TASK OBJECTIVE:
The expected result is every line of the records, printed exactly.

ENTRIES SUPPLIED:
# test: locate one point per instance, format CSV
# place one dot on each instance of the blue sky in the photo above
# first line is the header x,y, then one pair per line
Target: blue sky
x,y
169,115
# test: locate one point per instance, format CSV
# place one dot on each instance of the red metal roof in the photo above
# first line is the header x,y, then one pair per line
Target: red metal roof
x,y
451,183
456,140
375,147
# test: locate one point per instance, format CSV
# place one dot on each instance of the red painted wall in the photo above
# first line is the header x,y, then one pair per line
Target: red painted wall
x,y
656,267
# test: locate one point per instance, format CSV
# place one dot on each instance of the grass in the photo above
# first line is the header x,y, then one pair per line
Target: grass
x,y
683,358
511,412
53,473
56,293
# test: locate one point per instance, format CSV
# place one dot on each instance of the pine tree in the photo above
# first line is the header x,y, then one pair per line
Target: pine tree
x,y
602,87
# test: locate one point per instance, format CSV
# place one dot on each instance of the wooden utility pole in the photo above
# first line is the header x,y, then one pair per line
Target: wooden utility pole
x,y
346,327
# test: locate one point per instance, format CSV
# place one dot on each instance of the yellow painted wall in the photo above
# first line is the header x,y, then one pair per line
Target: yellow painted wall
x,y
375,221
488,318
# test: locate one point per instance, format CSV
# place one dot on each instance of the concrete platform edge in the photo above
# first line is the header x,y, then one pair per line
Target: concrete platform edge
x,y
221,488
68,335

EXPECTED OUTPUT:
# test: locate one point per instance, format CSV
# place one dot on each instance of the blue sky in the photo above
# first line is the header x,y, then one pair per line
Target: blue sky
x,y
169,115
# test: locate one point per instance, format CSV
# place one dot on each instance of the red metal roof in the photo above
# first line is the header x,y, then one pair per line
Target: red metal roof
x,y
451,183
456,140
375,147
# test: locate one point per instance, format CSV
# place one dot on each instance of the red painted wall in the photo above
# first line is the header x,y, then one pair per line
Target: red painted wall
x,y
656,267
# test: locate one point per instance, format CSV
# place one dot on each instance of the grass in the photo above
# first line is the header x,y, then one pair per line
Target: grass
x,y
683,358
511,412
53,473
56,293
# test: locate one point per instance, format CSV
# place one dot on each instance of the pine tree in the photo above
# first line is the header x,y, then one pair per line
Target: pine tree
x,y
602,87
# test: locate one point per instance, format CSV
# place one dot on each instance of the wooden utility pole in the photo above
# first line is the header x,y, then one pair per line
Target: wooden utility pole
x,y
346,327
# test: locate one point per instance, format CSV
# place one dot on each instance of the yellow painted wall in the photo above
# first line is the header x,y, then one pair per line
Target: yellow painted wall
x,y
375,221
488,318
# test: locate one point per instance, format CSV
# place one dot on each instance of the concrete platform edge in the photo above
# first line is the header x,y, then one pair per line
Target: concrete platform edge
x,y
221,488
68,335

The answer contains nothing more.